▶ _Aim_: Reproduce the listing below verbatim, omitting the picture from your copy.

▶ _Records for processing_:
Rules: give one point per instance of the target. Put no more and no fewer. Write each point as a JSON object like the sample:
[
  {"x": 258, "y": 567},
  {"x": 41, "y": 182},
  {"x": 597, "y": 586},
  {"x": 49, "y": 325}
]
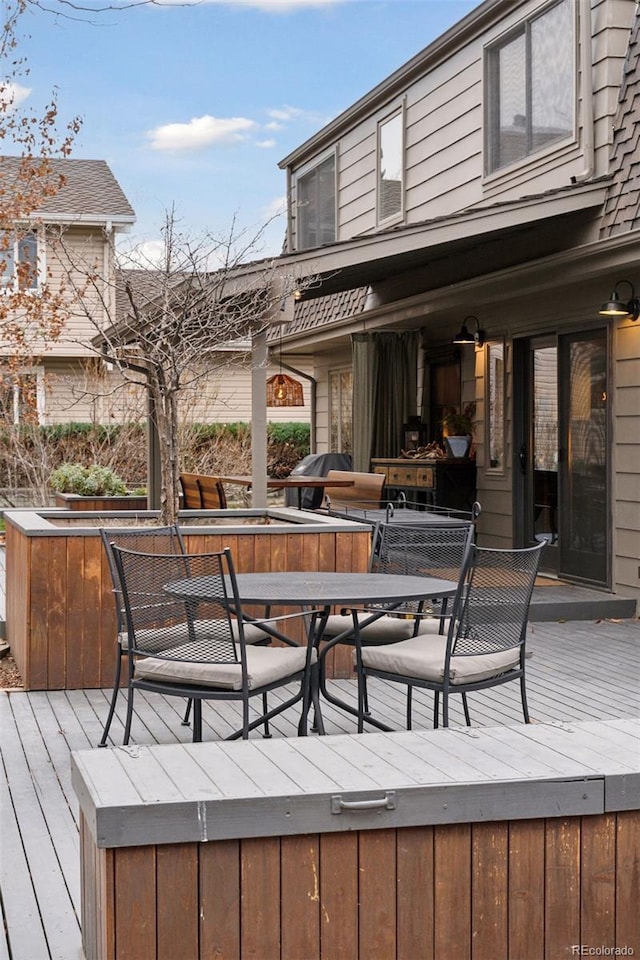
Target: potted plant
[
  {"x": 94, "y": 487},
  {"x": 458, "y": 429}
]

▶ _Task solution_:
Rules: give one point per instance of the target. Put no more and no fewer. Write each point as a JSON object like the sample:
[
  {"x": 258, "y": 567},
  {"x": 41, "y": 182},
  {"x": 597, "y": 586},
  {"x": 49, "y": 325}
]
Target: potted plant
[
  {"x": 94, "y": 487},
  {"x": 458, "y": 429}
]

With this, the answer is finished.